## Passage shown

--- START ---

The PCODMV identified the following areas that will be subject to monitoring by the Committee throughout the 2021/22 financial year and beyond:


  1. The Committee agreed that since it has not received any official report on the PTT, the DMV should, at its next engagement with the Committee, provide a detailed report on its interaction with the PTT and what is exactly is expected from the DMV.
  2. The DMV should provide the Committee with a report on all provincial offices, including its location, functionality, the staff and their qualification levels by the end of June 2021. In addition, the Committee requires an indication of the timeframes for finalising all provincial offices.
  3. The Committee recommends that the DMV should report whether the qualifications of all Senior Management Service (SMS) members have been verified with South African Qualifications Authority (SAQA), and if some are outstanding, when these will be completed. The DMV should also going forward, on a regular basis, report whether progress is being made to address the organisational culture and the lack of a spirit of team work.

--- END ---

## Dataset extract

--- START ---

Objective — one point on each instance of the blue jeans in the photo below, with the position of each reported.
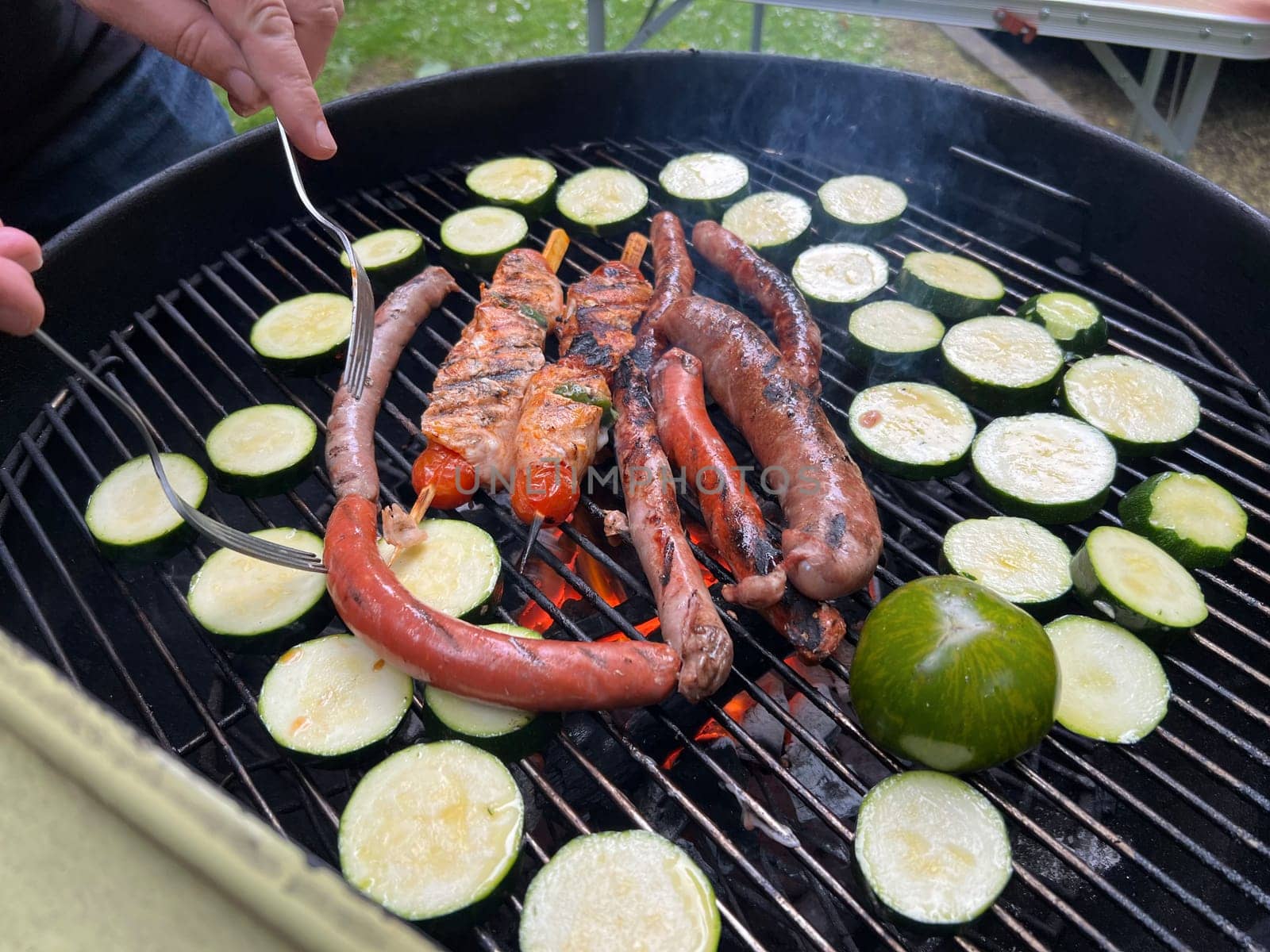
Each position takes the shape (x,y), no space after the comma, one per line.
(156,114)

--- END ---

## Aim of the exercise
Transcribe everything in the committee passage from "1. The Committee" down to "all provincial offices.".

## Answer to this problem
1. The Committee agreed that since it has not received any official report on the PTT, the DMV should, at its next engagement with the Committee, provide a detailed report on its interaction with the PTT and what is exactly is expected from the DMV.
  2. The DMV should provide the Committee with a report on all provincial offices, including its location, functionality, the staff and their qualification levels by the end of June 2021. In addition, the Committee requires an indication of the timeframes for finalising all provincial offices.